*Required work*.
Copy every record that appears below, exactly as it stands.

*Dataset records*.
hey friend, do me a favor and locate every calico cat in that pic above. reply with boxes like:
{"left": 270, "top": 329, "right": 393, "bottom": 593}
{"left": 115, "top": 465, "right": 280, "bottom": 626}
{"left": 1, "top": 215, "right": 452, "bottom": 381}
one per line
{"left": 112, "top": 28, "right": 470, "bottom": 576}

*Answer to the exercise*.
hey friend, do me a favor and locate every calico cat in that pic above. reply with boxes like:
{"left": 270, "top": 329, "right": 393, "bottom": 593}
{"left": 115, "top": 465, "right": 280, "bottom": 626}
{"left": 1, "top": 215, "right": 452, "bottom": 381}
one per line
{"left": 112, "top": 28, "right": 470, "bottom": 576}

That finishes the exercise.